### EXERCISE INSTRUCTIONS
Please pick out every line in the records below that contains the string "dripper", matching case exactly, and copy each one.

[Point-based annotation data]
## begin

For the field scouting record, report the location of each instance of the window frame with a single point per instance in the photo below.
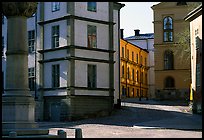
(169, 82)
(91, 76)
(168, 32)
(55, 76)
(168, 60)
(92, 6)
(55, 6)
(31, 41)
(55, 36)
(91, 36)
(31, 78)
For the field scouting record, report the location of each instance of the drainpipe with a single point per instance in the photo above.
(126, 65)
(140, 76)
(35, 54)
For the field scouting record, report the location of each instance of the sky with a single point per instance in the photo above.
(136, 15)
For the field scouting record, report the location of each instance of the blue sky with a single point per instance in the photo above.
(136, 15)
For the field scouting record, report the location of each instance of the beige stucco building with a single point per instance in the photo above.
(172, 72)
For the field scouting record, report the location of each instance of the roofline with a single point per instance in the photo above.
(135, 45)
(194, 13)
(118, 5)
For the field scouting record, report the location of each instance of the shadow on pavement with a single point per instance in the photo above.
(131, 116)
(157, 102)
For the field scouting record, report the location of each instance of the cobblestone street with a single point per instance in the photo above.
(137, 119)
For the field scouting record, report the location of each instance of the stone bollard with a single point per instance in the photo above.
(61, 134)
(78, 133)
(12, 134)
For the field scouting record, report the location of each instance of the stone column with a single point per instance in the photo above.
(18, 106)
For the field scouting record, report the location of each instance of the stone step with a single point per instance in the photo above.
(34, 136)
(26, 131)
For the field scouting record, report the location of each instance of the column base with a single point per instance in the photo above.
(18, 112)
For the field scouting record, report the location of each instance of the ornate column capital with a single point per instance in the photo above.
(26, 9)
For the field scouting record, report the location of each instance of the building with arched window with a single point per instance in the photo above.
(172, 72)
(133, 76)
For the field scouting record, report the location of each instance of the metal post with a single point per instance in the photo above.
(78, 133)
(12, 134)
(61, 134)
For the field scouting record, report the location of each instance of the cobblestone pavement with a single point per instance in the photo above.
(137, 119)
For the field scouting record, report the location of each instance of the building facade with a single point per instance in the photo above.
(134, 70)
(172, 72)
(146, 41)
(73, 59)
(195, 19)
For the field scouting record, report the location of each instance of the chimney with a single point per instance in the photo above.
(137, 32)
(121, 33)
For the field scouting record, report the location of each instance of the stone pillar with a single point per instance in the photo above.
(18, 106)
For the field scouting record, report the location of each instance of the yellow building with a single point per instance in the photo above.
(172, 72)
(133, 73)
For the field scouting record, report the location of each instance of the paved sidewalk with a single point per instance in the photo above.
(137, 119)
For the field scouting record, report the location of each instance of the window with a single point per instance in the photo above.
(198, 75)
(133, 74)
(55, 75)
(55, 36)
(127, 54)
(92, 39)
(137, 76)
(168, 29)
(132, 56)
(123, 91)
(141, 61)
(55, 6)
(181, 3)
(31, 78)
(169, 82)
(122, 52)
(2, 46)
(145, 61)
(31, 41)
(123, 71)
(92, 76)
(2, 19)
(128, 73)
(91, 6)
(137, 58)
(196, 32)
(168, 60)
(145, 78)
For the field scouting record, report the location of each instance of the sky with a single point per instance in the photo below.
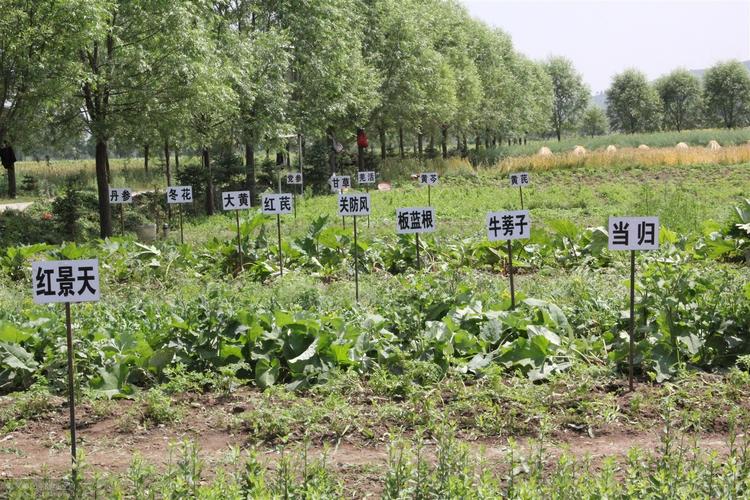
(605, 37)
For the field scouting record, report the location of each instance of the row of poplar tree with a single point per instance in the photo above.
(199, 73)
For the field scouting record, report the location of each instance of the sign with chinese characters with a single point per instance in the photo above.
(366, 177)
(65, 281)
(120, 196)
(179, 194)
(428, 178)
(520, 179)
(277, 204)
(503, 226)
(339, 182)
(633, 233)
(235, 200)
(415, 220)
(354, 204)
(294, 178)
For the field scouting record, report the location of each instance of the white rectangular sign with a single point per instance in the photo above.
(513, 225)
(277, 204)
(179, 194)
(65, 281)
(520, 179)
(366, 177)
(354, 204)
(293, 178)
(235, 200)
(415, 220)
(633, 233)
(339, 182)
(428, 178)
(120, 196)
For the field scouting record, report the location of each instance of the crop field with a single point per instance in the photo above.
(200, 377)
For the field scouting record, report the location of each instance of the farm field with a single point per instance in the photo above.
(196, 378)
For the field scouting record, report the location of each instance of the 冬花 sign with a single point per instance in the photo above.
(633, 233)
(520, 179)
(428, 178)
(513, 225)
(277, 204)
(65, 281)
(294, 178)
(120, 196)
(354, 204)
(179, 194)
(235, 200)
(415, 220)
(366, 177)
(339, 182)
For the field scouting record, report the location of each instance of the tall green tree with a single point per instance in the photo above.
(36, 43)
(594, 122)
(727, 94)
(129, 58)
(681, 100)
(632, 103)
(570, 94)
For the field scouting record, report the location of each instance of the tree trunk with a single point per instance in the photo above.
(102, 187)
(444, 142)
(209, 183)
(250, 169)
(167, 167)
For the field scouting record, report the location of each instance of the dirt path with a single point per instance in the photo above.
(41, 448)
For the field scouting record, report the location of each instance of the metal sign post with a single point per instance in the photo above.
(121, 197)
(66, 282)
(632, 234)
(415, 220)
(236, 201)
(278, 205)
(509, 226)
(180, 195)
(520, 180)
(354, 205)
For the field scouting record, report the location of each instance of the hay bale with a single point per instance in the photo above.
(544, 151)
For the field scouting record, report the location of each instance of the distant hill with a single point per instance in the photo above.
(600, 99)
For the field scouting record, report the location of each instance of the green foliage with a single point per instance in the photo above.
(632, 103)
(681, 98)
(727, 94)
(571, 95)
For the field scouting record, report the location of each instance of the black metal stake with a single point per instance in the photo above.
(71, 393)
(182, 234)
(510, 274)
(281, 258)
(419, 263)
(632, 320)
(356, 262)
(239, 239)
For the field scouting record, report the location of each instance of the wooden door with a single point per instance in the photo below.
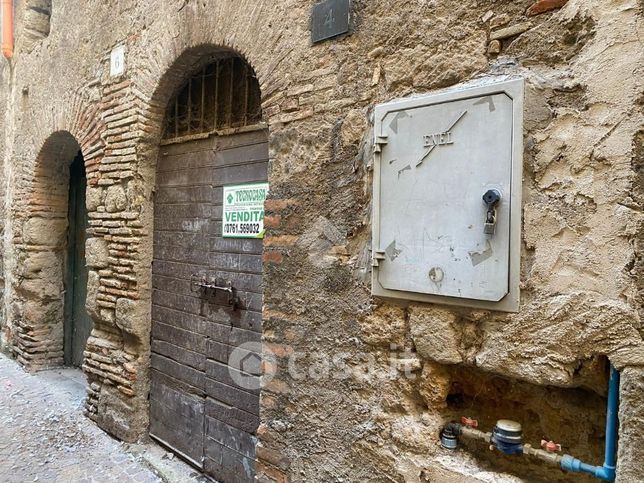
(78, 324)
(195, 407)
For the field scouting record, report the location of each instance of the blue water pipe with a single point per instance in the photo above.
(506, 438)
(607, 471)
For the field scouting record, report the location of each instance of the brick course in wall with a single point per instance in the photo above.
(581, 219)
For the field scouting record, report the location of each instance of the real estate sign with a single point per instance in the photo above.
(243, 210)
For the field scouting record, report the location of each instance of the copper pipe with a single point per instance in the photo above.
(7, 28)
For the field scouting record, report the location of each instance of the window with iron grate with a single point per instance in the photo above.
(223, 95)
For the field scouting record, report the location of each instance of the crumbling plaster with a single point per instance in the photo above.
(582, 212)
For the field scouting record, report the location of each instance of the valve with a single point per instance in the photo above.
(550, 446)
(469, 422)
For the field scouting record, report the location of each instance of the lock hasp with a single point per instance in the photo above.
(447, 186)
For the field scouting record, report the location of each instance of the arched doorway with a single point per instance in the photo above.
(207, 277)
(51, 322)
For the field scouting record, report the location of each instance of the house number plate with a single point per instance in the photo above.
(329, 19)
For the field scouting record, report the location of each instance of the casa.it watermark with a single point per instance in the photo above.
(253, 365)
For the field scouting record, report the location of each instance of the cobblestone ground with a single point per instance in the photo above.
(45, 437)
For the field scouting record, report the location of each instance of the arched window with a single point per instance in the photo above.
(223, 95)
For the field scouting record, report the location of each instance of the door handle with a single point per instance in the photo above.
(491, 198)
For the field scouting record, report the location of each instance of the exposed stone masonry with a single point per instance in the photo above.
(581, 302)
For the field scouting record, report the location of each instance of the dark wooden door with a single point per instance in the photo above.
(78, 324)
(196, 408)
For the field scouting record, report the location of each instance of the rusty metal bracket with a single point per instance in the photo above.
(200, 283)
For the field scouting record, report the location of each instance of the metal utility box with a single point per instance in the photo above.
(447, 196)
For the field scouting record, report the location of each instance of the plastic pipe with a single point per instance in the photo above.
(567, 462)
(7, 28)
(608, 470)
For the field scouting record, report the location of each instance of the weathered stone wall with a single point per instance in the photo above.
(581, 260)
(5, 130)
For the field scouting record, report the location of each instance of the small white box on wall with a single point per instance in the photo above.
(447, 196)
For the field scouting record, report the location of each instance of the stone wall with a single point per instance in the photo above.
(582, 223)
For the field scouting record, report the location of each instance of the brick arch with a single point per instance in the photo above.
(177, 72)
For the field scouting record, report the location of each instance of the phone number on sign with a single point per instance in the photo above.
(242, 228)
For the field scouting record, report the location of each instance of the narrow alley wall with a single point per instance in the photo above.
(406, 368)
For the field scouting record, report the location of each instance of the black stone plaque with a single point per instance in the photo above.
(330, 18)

## end
## begin

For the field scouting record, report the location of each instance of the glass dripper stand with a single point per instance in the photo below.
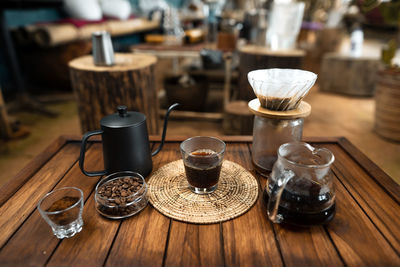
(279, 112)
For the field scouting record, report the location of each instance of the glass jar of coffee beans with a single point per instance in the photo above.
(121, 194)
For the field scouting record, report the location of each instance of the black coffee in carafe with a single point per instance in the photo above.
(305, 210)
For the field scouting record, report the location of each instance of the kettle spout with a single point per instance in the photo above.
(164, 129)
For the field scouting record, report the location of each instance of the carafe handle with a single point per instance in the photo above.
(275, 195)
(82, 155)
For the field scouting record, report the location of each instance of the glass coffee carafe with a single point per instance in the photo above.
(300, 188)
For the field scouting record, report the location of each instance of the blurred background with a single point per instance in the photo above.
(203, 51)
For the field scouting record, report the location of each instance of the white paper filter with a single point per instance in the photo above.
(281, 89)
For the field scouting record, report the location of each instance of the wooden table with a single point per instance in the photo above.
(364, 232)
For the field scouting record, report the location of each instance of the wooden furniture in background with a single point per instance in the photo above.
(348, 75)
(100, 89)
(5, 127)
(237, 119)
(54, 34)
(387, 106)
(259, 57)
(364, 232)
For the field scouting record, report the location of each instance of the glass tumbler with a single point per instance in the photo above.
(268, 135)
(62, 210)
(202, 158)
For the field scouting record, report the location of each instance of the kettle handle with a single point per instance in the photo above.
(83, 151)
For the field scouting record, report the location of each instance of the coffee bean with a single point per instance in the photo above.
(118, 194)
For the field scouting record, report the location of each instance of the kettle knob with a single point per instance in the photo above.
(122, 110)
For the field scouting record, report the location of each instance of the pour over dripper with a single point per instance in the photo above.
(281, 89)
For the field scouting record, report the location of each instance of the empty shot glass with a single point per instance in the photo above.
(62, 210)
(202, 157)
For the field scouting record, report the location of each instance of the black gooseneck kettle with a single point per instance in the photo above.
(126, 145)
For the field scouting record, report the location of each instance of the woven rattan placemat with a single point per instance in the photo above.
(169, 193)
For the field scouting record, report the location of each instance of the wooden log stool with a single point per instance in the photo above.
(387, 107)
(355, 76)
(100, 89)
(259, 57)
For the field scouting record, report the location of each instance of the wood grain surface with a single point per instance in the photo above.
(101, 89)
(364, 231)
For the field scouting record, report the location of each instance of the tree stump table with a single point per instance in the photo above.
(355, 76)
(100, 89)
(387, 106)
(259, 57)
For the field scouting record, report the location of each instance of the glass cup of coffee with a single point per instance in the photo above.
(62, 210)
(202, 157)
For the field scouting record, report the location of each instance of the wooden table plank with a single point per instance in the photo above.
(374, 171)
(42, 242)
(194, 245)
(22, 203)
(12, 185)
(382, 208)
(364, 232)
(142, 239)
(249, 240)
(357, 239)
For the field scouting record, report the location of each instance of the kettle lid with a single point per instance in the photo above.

## end
## begin

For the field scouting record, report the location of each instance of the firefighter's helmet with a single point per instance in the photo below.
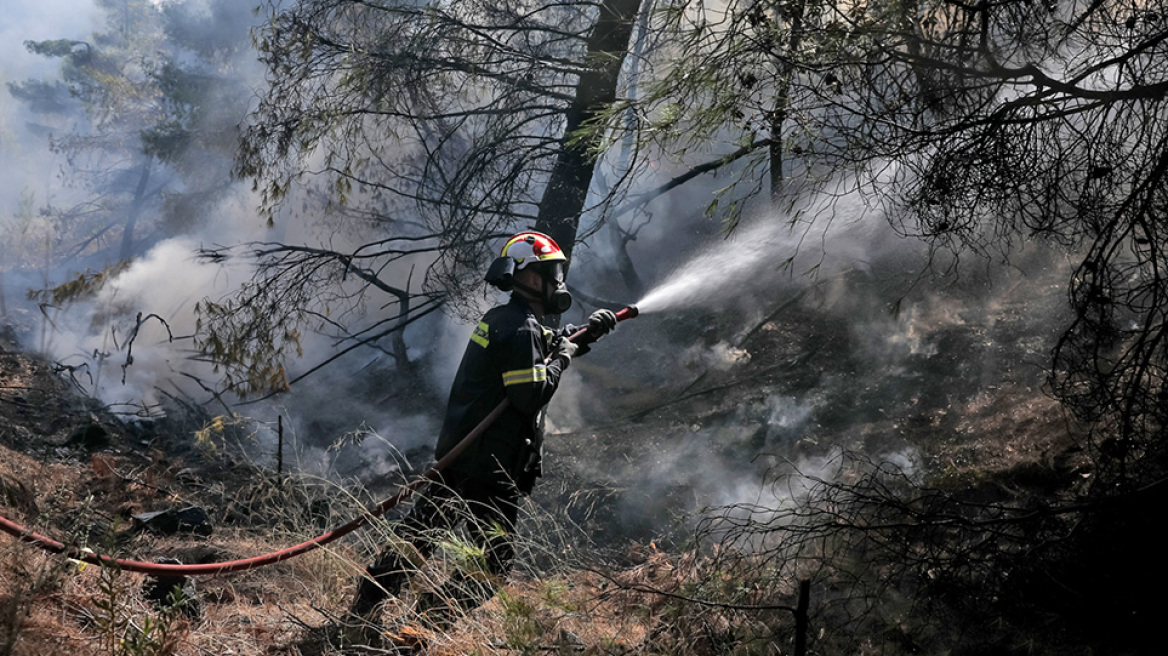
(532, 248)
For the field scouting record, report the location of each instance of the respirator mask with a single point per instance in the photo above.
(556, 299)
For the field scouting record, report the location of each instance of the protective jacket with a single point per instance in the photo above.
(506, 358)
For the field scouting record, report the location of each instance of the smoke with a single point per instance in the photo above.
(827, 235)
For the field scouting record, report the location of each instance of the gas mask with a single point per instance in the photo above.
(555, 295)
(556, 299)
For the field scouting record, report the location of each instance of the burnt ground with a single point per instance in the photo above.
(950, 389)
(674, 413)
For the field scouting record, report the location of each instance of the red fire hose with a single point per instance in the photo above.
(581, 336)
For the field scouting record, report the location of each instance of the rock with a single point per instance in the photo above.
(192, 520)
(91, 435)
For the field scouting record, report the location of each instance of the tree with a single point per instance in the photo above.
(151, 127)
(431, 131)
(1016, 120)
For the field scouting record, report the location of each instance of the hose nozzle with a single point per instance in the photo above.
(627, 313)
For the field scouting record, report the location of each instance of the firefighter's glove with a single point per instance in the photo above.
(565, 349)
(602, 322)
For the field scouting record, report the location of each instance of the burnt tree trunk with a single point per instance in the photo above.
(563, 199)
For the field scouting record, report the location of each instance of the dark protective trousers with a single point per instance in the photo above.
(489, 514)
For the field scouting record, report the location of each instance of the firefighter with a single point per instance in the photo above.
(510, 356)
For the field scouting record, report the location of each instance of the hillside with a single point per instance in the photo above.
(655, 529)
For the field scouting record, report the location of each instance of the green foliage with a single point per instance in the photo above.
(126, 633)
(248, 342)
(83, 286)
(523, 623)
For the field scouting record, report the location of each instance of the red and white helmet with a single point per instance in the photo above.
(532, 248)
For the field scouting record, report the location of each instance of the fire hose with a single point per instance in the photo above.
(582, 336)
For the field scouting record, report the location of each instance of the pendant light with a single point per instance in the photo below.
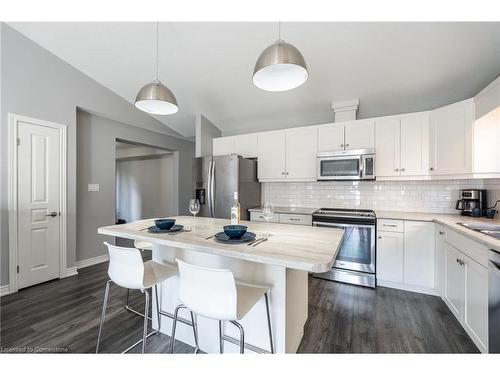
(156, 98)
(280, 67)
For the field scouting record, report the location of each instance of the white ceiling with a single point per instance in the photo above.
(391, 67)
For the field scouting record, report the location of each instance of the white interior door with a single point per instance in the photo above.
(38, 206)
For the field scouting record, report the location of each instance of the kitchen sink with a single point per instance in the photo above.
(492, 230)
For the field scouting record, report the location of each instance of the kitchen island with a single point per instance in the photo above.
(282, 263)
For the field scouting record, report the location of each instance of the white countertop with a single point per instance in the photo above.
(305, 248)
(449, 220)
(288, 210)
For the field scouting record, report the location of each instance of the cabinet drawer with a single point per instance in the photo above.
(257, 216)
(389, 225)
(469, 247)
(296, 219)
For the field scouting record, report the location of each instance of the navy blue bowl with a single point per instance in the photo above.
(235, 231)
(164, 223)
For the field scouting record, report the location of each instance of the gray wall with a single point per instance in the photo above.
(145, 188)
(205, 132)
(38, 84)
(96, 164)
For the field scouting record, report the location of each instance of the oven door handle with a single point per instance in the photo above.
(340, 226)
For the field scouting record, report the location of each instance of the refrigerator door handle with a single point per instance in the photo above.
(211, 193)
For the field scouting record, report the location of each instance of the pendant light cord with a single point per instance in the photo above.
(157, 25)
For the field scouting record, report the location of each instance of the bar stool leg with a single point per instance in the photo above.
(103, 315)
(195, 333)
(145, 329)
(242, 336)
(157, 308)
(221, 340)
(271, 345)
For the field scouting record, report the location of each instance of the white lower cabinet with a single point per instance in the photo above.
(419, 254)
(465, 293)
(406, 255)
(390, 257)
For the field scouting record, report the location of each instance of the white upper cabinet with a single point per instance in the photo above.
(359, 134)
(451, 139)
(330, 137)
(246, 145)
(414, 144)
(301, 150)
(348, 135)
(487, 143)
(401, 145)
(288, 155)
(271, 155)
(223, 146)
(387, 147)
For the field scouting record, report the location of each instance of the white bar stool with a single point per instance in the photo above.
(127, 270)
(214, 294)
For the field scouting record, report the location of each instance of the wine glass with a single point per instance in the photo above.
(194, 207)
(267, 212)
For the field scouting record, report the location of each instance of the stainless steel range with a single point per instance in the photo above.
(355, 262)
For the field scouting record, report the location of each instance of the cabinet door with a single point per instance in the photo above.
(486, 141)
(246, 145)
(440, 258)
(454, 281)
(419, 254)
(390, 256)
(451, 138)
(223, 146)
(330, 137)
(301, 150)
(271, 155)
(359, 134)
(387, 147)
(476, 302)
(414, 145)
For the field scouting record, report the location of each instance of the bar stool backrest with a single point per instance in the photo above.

## end

### SOLUTION BELOW
For the field scouting record, report the location of each instance of the glass dripper stand with a single point per instance in the photo below.
For the field scouting record, report the location of each instance of the pour over dripper with a single point per instance in the photo above.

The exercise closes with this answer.